Смерть через язык
“Мы тем легче выносим то, что нас окружает, чем скорее даем ему имя - и проходим мимо. Но объять вещь при помощи определения, каким бы произвольным оно ни было, - и чем произвольнее, тем это выглядит серьезнее, ибо в таком случае душа опережает познание, - значит отвергнуть вещь, сделать ее неинтересной и ненужной, уничтожить ее. Чем заняться досужему и бездеятельному уму, который приобщается к миру лишь под покровом сна, как не расширением имен вещей, опорожнением этих вещей и заменой их формулами? Потом этот ум осваивает только их обломки; больше никаких ощущений - все в воспоминаниях. Под каждой формулой лежит труп: как живое существо, так и вещь умирает под тем самым предлогом, коему они послужили поводом.”Эмиль Чоран, "Искушение существованием".

• **Задания к упражнению**:
(1) Что, согласно тексту «Смерть через язык», лежит под каждой формулой?
(2) Допишите продолжение текста «Смерть через язык», начав сразу после его последней фразы.
Данные, идущие после текста «Смерть через язык», — отдельный материал, с этим текстом не связанный.

• **Фрагмент данных**:
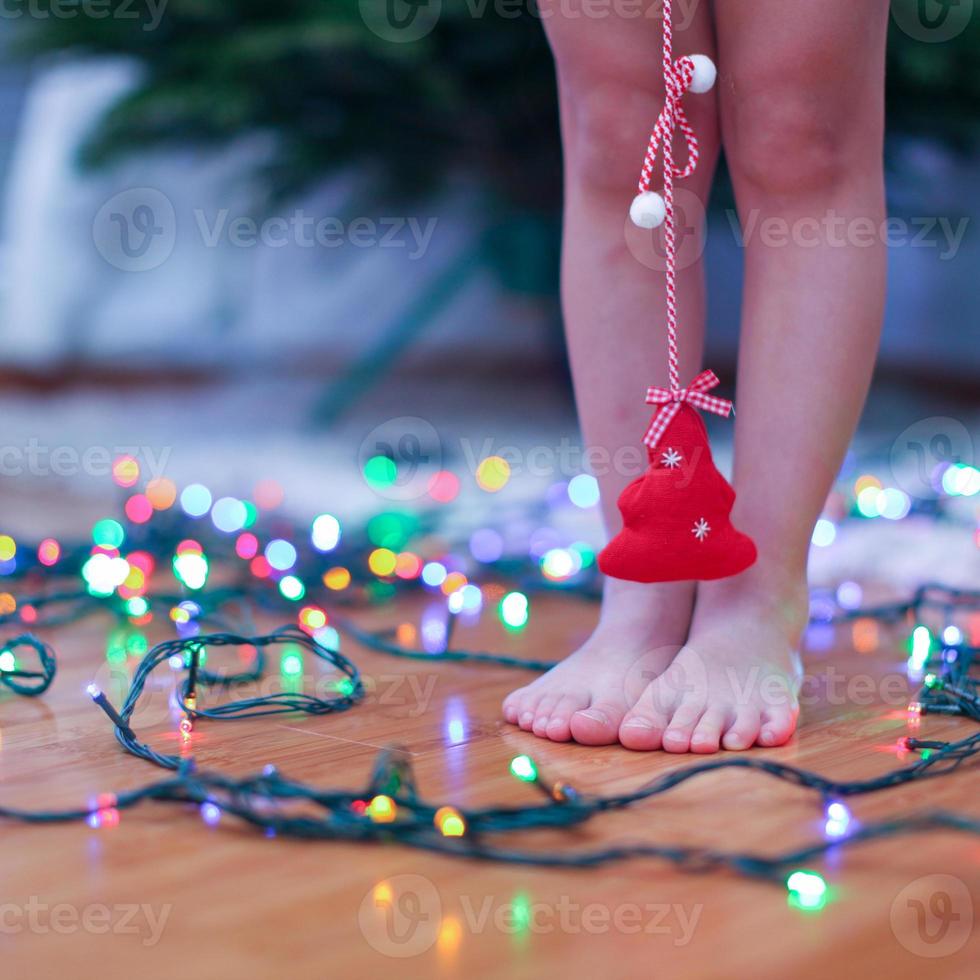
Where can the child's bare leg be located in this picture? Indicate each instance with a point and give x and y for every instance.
(611, 93)
(801, 99)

• **Ответы по порядку**:
(1) Под каждой формулой лежит труп.

(2)
Благодаря языку, любой инстинкт, прежде чем побудить человека к действию, попадает в огромную символическую сеть, внутри которой упирается в свое окольное выражение — формулу. Формула отрывает инстинкт, биологическую программу от её носителя, от человека. Формулы гипостазируют инстинктивные повадки и помещают их в тесную камеру переменных. Инстинкт, прежде будучи единым целым с человеком, гарантом его цельности с природой, трупной массой бесцеремонно выблевывается, смешиваясь в земле в уродливое математическое месиво, слишком костлявое, чтобы мочь втолкнуть его обратно, слишком банальное, чтобы задерживать свой взгляд на нем. В клетке внешнего он и застревает — из плоти и крови, овеществленный, со сбитым дыханием, позабытый и всеми брошенный уродец, окоченевший от холода своей оставленности. Человек с гордо выпрямленной спиной встанет над полумёртвым дрожащим существом и не сможет ничего, кроме как презреть падшее создание. Так угасает любовь. Так просыпается Бог.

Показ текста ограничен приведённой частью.